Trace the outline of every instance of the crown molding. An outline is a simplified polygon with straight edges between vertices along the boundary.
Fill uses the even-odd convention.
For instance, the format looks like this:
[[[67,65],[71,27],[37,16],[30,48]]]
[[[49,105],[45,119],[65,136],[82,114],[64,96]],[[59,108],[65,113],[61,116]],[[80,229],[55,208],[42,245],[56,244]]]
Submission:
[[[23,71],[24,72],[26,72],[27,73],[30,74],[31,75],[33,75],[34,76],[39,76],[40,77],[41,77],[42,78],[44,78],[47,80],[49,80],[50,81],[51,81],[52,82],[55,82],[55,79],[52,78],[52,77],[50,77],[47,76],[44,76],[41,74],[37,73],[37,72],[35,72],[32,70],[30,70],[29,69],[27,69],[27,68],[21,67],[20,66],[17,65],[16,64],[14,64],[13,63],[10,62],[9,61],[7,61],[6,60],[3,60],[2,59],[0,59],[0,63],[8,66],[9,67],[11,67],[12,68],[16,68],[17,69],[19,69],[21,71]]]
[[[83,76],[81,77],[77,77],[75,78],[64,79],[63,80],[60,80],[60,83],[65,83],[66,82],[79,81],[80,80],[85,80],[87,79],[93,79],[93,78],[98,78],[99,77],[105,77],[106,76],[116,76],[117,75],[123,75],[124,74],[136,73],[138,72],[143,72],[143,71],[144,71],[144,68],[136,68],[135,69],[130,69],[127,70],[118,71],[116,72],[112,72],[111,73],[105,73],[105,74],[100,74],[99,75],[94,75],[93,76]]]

★ ★ ★ ★

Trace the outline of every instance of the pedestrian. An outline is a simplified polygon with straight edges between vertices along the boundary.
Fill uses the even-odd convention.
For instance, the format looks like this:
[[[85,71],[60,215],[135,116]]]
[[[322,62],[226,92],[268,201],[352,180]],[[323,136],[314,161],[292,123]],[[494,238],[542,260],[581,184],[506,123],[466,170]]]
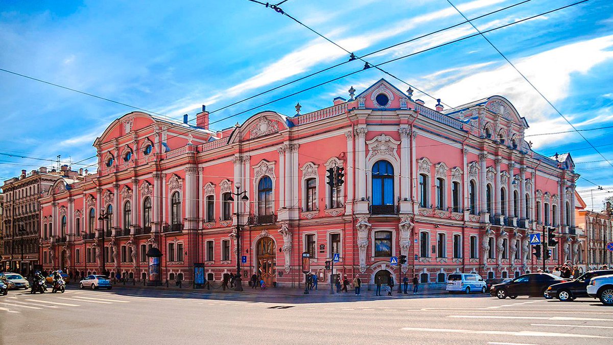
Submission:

★ ★ ★ ★

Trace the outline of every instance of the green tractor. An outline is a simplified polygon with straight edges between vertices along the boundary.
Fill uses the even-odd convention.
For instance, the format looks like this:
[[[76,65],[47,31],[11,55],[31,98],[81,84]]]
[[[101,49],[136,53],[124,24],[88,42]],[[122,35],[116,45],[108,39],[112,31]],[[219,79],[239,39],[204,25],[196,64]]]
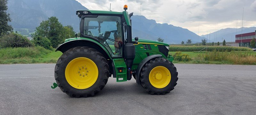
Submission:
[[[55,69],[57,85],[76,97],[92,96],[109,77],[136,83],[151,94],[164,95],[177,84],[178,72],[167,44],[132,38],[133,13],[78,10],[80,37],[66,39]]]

★ ★ ★ ★

● WORK INSTRUCTIONS
Turn the lines of the records, starting with the line that contains "Trace the outline of every instance of the pedestrian." and going on through the line that contains "[[[85,71],[60,215],[135,116]]]", into a JSON list of strings with one string per line and blank lines left out.

● FINISHED EXERCISE
[
  "Trace the outline of every instance of the pedestrian. An outline is a simplified polygon with straight edges between vertices along the boundary.",
  "Fill uses the even-odd convention.",
  "For instance, the format looks like this:",
  "[[[85,71],[60,215],[135,116]]]"
]